(Materials provided Opens)
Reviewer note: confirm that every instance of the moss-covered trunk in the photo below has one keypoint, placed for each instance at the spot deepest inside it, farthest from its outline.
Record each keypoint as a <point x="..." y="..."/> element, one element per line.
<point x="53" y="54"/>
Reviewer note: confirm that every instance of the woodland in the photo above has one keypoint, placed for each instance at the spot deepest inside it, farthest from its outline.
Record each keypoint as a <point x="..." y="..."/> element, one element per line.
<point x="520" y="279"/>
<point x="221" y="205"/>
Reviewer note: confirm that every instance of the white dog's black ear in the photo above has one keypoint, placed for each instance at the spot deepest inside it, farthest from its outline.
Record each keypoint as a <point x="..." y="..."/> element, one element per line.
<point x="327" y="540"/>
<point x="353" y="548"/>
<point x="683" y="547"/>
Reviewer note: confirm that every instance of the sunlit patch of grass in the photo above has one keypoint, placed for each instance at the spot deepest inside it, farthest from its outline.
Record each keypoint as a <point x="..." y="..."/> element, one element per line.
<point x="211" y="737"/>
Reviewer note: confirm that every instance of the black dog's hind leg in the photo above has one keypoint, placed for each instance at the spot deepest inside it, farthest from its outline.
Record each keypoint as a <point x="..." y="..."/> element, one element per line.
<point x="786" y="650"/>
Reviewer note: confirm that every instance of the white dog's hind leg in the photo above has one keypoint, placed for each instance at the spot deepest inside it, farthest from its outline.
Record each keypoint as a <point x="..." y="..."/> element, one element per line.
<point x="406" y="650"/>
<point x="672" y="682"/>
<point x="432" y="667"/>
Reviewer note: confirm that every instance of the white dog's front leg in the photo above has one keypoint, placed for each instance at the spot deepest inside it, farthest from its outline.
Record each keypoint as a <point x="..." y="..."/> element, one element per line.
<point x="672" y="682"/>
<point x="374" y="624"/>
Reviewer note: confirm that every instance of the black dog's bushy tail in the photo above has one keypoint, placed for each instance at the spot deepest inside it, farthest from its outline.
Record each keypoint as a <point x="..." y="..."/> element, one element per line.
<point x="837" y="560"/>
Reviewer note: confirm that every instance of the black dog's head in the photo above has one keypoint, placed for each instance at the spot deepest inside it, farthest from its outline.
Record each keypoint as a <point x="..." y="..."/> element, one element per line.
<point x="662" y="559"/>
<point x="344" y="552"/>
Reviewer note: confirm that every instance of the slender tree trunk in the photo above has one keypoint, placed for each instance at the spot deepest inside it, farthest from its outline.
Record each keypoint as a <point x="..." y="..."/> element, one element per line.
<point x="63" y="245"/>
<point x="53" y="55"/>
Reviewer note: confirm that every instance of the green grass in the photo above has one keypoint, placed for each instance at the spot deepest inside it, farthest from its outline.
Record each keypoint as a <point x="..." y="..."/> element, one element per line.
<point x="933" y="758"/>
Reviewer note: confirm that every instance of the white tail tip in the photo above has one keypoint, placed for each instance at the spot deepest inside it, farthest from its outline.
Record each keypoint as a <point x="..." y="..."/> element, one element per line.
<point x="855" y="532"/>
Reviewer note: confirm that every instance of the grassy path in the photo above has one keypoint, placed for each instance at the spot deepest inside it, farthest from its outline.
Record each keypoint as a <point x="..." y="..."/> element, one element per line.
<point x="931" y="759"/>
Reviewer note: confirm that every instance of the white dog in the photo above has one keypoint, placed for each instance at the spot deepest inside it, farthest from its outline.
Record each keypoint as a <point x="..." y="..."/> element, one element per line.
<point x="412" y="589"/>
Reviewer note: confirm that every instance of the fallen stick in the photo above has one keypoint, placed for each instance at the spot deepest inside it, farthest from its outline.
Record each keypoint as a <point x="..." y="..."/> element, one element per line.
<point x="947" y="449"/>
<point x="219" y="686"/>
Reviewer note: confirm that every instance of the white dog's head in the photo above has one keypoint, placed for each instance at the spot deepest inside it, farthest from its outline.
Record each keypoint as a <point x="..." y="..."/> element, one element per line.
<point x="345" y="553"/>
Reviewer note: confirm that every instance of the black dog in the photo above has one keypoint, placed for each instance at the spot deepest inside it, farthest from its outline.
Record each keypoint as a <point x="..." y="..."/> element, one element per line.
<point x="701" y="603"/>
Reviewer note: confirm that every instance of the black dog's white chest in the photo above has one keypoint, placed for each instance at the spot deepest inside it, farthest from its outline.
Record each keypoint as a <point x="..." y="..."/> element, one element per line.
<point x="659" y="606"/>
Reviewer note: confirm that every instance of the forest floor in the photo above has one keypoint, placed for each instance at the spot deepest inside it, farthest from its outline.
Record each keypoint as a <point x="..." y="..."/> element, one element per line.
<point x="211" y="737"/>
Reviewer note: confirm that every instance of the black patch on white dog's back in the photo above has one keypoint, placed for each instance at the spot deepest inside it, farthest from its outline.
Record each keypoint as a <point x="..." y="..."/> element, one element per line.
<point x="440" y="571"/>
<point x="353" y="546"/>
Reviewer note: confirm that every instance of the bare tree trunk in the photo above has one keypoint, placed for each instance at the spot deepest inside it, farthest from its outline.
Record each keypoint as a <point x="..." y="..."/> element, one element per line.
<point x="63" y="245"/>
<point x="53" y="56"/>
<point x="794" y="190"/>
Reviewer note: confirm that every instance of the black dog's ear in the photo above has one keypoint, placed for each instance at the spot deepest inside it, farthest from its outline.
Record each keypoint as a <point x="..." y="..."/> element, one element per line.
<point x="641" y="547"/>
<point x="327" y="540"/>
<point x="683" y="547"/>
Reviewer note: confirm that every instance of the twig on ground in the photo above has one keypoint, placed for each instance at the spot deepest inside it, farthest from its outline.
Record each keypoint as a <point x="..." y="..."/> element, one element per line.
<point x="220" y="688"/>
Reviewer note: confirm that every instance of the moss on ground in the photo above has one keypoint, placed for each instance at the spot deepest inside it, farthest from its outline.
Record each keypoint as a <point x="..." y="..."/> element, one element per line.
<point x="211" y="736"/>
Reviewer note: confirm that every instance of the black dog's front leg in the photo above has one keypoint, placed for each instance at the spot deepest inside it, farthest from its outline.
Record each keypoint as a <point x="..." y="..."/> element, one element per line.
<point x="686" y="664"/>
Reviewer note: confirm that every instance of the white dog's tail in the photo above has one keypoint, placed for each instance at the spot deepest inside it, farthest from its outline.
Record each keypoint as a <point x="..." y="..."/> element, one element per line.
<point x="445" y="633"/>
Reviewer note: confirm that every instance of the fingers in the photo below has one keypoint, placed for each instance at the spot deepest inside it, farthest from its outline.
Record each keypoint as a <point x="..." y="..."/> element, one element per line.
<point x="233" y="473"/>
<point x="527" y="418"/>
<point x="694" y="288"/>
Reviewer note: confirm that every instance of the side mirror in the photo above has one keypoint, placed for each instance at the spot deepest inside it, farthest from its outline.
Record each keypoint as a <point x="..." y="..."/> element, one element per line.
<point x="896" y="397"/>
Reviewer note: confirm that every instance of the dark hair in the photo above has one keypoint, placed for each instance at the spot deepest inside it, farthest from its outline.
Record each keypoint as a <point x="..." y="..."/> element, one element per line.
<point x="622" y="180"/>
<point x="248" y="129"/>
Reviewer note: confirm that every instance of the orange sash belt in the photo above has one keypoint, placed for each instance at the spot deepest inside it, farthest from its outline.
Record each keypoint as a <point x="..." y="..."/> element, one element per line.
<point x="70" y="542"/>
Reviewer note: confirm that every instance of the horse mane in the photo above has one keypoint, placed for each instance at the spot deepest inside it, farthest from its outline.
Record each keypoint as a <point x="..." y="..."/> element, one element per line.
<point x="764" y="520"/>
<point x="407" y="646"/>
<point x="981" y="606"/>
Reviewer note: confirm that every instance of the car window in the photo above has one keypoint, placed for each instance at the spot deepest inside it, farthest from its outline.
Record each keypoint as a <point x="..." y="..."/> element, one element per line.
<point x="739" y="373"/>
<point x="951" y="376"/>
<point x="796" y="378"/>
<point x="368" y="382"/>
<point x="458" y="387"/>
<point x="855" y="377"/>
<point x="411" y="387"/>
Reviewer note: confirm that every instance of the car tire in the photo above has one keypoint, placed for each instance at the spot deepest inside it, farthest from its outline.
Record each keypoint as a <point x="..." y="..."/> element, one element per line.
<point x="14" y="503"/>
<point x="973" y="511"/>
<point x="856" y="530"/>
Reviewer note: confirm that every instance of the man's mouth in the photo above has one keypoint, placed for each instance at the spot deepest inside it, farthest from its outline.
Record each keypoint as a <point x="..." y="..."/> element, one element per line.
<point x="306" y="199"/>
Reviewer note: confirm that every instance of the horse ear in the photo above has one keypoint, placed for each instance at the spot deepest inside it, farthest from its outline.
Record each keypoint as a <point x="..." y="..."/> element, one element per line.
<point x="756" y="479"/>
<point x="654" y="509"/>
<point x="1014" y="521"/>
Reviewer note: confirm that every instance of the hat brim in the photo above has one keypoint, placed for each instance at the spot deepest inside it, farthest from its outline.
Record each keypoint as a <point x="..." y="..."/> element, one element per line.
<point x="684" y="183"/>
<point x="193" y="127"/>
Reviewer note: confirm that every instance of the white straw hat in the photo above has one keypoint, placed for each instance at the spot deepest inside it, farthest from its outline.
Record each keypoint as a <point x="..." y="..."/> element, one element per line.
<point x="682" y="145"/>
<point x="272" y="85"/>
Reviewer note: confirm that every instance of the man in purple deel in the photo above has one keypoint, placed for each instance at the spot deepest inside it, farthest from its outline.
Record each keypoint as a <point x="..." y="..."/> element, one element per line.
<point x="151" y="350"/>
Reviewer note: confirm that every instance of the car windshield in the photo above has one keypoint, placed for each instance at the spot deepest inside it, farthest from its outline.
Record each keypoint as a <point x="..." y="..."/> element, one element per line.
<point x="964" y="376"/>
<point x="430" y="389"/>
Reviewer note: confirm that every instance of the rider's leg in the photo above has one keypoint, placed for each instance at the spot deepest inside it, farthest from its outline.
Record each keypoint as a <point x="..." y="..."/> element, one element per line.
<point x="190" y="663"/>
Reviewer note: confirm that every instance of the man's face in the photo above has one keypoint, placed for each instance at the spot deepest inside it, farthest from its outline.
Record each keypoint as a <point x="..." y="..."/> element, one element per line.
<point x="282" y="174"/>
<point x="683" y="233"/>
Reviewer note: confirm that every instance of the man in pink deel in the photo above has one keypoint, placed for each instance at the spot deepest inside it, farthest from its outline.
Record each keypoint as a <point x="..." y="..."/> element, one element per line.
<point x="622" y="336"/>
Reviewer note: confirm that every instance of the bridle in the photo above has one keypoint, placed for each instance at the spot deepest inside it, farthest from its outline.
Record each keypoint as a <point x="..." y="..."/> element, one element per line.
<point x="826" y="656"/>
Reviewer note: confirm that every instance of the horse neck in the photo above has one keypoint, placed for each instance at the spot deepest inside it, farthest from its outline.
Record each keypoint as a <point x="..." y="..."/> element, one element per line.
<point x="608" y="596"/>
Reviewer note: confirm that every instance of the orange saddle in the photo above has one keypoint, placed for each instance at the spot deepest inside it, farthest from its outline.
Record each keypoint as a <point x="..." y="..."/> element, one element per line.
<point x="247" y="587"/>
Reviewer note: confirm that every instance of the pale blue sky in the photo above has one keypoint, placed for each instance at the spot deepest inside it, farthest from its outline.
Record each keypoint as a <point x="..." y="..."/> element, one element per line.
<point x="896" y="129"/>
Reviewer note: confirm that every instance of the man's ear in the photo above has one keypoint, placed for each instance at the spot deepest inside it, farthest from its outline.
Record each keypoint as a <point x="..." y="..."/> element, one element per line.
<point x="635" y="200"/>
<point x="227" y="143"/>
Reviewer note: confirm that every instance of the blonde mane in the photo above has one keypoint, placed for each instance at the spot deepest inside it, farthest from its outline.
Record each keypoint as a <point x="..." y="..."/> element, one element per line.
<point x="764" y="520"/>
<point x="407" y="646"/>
(Materials provided Closes)
■ **Activity**:
The string "head" shows up in some lines of the listing. Copy each such line.

■ **Answer space**:
Reviewer note: confirm that every instance of the black dog's head in the photo above has one keypoint, placed for each instance at the spot deepest inside it, farthest from its outline.
Reviewer note: confirm that every instance of the white dog's head in the photo above has one keypoint, placed for each instance at the spot deepest inside it, farthest from its outline.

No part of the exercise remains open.